▶ **Required task 1**:
Edit the commit message below, restating it from "Closes #3643 from" to "diff with while-loop." with "faster_squareddistance" replaced by "fast_sqdist".

▶ **Source excerpt**:
[SPARK-4797] Replace breezeSquaredDistance

This PR replaces slow breezeSquaredDistance.

Author: Liang-Chi Hsieh <viirya@gmail.com>

Closes #3643 from viirya/faster_squareddistance and squashes the following commits:

f28b275 [Liang-Chi Hsieh] Move the implementation to linalg.Vectors and rename as sqdist.
0bc48ee [Liang-Chi Hsieh] Merge branch 'master' into faster_squareddistance
ba34422 [Liang-Chi Hsieh] Fix bug.
91849d0 [Liang-Chi Hsieh] Modified for comment.
44a65ad [Liang-Chi Hsieh] Modified for comments.
35db395 [Liang-Chi Hsieh] Fix bug and some modifications for comments.
f4f5ebb [Liang-Chi Hsieh] Follow BLAS.dot pattern to replace intersect, diff with while-loop.
a36e09f [Liang-Chi Hsieh] Use while-loop to replace foreach for better performance.
d3e0628 [Liang-Chi Hsieh] Make the methods private.
dd415bc [Liang-Chi Hsieh] Consider different cases of SparseVector and DenseVector.
13669db [Liang-Chi Hsieh] Replace breezeSquaredDistance.
This commit is contained in:
Liang-Chi Hsieh 2014-12-31 11:50:53 -08:00 committed by Xiangrui Meng
parent 352ed6bbe3
commit 06a9aa589c
3 changed files with 100 additions and 8 deletions

View file

@ -312,6 +312,86 @@ object Vectors {
math.pow(sum, 1.0 / p)
}
}
/**
* Returns the squared distance between two Vectors.
* @param v1 first Vector.
* @param v2 second Vector.
* @return squared distance between two Vectors.
*/
def sqdist(v1: Vector, v2: Vector): Double = {
var squaredDistance = 0.0
(v1, v2) match {
case (v1: SparseVector, v2: SparseVector) =>
val v1Values = v1.values
val v1Indices = v1.indices
val v2Values = v2.values
val v2Indices = v2.indices
val nnzv1 = v1Indices.size
val nnzv2 = v2Indices.size
var kv1 = 0
var kv2 = 0
while (kv1 < nnzv1 || kv2 < nnzv2) {
var score = 0.0
if (kv2 >= nnzv2 || (kv1 < nnzv1 && v1Indices(kv1) < v2Indices(kv2))) {
score = v1Values(kv1)

▶ **Required task 2**:
Pick out and copy every line of the records below that contains the string "player".

▶ **Records for the task**:
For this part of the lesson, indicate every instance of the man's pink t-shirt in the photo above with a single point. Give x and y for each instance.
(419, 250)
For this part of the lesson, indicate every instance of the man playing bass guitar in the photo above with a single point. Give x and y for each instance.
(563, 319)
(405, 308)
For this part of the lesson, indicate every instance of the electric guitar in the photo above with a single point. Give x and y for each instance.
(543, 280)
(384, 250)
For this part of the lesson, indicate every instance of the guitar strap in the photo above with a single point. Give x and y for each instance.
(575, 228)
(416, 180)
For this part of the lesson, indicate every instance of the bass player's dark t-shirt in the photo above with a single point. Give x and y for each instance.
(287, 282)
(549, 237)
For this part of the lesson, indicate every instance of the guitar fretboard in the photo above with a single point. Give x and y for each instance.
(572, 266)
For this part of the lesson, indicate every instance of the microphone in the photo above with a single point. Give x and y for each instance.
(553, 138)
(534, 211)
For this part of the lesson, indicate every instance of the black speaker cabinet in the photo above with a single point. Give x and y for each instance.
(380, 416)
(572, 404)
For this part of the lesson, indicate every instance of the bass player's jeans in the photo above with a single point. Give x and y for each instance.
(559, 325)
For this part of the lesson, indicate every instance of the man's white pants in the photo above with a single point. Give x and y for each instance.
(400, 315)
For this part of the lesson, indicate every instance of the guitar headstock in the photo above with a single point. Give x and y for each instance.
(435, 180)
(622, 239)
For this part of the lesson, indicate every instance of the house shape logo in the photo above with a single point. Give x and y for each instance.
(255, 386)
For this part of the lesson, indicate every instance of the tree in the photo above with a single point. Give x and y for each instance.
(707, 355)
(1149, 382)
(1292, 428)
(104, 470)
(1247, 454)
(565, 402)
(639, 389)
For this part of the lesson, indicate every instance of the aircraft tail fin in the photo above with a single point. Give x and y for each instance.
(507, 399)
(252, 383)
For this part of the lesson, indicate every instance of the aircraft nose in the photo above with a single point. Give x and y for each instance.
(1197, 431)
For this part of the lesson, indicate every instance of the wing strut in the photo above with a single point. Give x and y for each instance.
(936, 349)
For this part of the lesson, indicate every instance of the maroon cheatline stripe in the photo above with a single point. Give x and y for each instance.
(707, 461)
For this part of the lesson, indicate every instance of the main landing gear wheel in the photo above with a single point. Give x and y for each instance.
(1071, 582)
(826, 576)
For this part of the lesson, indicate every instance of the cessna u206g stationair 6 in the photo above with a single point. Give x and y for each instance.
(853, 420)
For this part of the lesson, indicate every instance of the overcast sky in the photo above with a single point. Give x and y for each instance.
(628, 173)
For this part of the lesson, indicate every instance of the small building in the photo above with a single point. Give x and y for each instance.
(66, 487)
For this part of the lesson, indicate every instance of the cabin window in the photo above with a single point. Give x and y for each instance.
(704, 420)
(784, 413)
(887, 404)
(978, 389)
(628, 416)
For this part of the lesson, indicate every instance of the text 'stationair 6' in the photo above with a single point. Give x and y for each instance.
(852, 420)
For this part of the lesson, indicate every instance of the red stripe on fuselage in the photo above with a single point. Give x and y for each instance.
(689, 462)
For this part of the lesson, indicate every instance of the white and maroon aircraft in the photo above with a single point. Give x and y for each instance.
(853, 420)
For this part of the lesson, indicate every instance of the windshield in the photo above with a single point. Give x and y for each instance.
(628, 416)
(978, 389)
---
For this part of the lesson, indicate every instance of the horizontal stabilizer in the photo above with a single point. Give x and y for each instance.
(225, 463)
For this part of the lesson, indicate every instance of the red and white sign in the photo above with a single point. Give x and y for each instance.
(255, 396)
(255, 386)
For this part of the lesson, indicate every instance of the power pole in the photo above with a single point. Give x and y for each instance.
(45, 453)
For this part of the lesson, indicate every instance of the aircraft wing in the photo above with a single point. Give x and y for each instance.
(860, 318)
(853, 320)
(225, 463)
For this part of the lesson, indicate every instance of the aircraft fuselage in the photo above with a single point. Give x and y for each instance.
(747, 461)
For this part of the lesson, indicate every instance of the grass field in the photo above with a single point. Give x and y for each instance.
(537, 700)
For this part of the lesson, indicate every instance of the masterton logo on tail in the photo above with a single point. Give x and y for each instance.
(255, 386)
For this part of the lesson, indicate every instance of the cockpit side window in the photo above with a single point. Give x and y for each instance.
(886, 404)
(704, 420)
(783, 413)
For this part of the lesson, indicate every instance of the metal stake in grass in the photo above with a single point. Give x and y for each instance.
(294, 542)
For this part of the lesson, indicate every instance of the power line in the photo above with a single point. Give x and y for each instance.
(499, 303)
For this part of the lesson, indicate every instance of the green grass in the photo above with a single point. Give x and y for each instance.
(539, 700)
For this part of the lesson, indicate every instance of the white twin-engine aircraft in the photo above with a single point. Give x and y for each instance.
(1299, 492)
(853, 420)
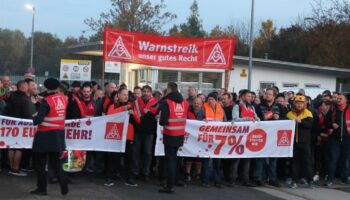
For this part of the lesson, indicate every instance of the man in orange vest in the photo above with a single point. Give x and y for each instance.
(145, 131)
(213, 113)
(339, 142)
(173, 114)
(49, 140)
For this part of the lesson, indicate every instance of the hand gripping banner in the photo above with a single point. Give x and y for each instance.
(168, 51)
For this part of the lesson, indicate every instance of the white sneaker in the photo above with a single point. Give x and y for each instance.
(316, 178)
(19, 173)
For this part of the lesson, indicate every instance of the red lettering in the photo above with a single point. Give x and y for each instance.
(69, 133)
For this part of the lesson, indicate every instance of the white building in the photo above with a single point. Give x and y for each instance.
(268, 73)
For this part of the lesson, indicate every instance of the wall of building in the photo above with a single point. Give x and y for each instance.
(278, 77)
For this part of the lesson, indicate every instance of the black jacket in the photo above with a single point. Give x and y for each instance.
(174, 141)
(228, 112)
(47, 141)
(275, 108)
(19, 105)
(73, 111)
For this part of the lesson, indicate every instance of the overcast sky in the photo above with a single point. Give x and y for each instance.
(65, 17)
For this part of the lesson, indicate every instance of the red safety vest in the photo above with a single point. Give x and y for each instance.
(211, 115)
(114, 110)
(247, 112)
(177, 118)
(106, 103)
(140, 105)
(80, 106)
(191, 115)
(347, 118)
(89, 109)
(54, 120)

▶ **Written answer 1**:
Closes #3643 from viirya/fast_sqdist and squashes the following commits:

f28b275 [Liang-Chi Hsieh] Move the implementation to linalg.Vectors and rename as sqdist.
0bc48ee [Liang-Chi Hsieh] Merge branch 'master' into fast_sqdist
ba34422 [Liang-Chi Hsieh] Fix bug.
91849d0 [Liang-Chi Hsieh] Modified for comment.
44a65ad [Liang-Chi Hsieh] Modified for comments.
35db395 [Liang-Chi Hsieh] Fix bug and some modifications for comments.
f4f5ebb [Liang-Chi Hsieh] Follow BLAS.dot pattern to replace intersect, diff with while-loop.

▶ **Written answer 2**:
For this part of the lesson, indicate every instance of the bass player's dark t-shirt in the photo above with a single point. Give x and y for each instance.
For this part of the lesson, indicate every instance of the bass player's jeans in the photo above with a single point. Give x and y for each instance.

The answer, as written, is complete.